--- Provided information ---
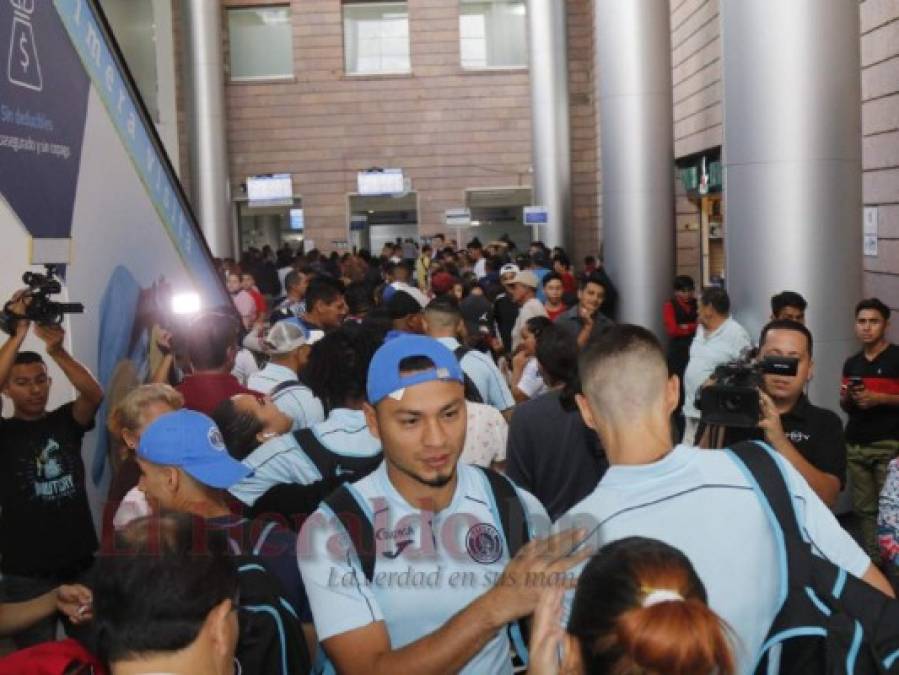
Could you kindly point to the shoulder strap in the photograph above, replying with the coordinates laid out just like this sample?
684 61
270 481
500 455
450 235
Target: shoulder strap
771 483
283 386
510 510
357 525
---
--- Provided information ---
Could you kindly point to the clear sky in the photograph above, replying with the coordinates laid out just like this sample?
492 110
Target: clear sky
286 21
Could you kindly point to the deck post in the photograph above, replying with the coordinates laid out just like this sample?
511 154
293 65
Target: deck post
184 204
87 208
---
--- Provided information ---
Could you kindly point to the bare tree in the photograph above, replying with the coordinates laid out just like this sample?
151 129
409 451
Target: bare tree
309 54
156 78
---
▶ Task objective
Count the lines in the material above that contain the string "point", with uppercase and lowercase treated as different, and give only the number.

▶ Output
4